Segment Start: Extracted text
It’s well known that healthy food marketers have traditionally targeted the female consumer. After all, throughout history, they have been the primary shopper, even for men’s items.
Now brands are bumping into an unfamiliar shopper in the aisles: men.
With single households on the rise, and the number of female spouses in the work force continuing to grow, the volume of male grocery shoppers has increased dramatically over the past thirty years.
This has given healthy food brands yet another consumer to impress.
Many major brands like Kraft Foods have already begun to try to capture male shoppers.
Kraft capitalized on men’s desire for convenience with their new Oscar Mayer Portable Protein Pack, implemented new television marketing campaigns for Velveeta and Miracle Whip (Velveeta’s new campaign challenges customers to “eat like that guy you know”), and created flavors specifically tailored to male taste preferences like hot habanero cheese and chipotle flavored Planter’s Peanuts.
Yogurt companies are getting in on the guy action too.
Both Dannon and Powerful Yogurt have begun targeting male shoppers by using darker, macho colors like red and black instead of the traditional blue and pink, and short, wide packaging. Powerful Yogurt created a new tagline to “Find Your Inner Abs,” focusing on the strengthening, protein-rich aspects of their product, and Dannon became an official National Football League sponsor for the first time in 2015.
Even brands that already target men are upping their efforts with guy-like products and messages.
Ball Park has only recently dubbed their target customer “the grill master guy” and dubbed themselves the makers of “great tasting guy food,” after historically marketing to just women. In 2014, Ball Park launched Park’s Finest, a new line of premium hot dogs that include strong flavors like Cracked Dijon Mustard and Slow Smoked Hickory that appeal to male taste preferences.
Segment End: Extracted text
Segment Start: Data section
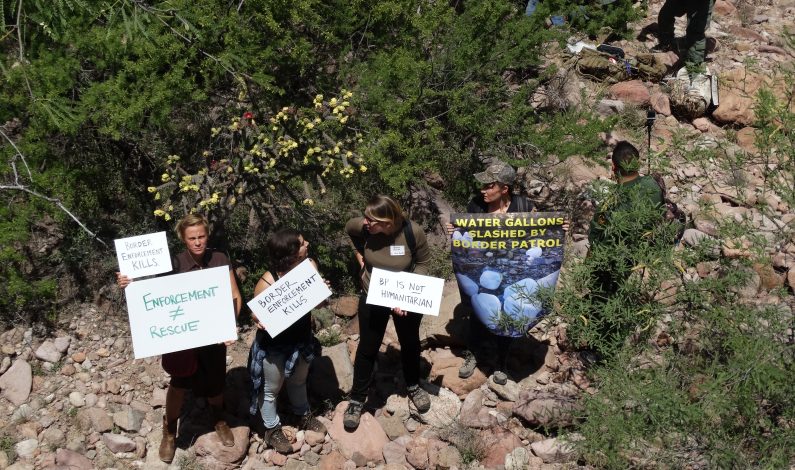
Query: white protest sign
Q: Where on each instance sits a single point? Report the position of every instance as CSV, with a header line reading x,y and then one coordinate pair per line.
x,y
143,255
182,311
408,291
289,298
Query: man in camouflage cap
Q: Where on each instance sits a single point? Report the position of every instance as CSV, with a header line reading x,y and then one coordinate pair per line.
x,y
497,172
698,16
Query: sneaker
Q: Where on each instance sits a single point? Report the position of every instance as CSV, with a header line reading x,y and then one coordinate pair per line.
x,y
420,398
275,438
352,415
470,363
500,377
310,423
Segment End: Data section
Segment Start: Data section
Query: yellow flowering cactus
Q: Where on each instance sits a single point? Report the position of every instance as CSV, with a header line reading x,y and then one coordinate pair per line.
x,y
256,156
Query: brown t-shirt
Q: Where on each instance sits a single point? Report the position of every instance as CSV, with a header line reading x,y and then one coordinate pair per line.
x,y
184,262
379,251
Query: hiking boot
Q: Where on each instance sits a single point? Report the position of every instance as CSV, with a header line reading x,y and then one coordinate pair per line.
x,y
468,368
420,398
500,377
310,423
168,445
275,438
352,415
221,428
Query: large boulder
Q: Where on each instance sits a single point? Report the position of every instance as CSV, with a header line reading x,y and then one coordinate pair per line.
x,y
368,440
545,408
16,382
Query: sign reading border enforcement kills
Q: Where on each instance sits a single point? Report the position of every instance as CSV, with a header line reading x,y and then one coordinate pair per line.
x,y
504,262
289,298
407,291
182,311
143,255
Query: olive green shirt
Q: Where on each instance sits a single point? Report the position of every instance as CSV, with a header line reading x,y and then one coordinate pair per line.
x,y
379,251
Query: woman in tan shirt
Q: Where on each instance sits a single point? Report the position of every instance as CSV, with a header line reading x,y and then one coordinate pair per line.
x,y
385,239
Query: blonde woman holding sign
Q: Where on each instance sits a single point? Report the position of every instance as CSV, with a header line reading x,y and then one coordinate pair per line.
Segment End: Data section
→ The task: Continue the article about food brands marketing to male grocery shoppers, starting after its final sentence.

→ Answer to this task:
Grilling has always had masculine connotations so promoting the “grilling” potential of your products has obvious appeal to male consumers.
Because men not only buying their own groceries, but are cooking their own meals, they find themselves searching for recipes to fulfill their specific dietary preferences, rather than eating whatever their spouses cook.
Men’s Fitness magazine has an entire section titled “Guy Food,” with tips on nutritious food to eat, recipes for “men’s” meals, and grocery shopping advice. As men more broadly explore the ingredients and meals they prefer to create, healthy food marketers have the huge opportunity and challenge of tailoring their marketing strategies toward male consumers.
As many major brands shift their focus from female driven approaches to male and gender neutral driven approaches, it is possible to take advantage of the increase in male consumers by emphasizing the more masculine-appealing aspects of your food product.
Healthy food marketers, pay attention! With hungry guys in the aisle, all food is fair game: there’s no telling what they’ll buy next.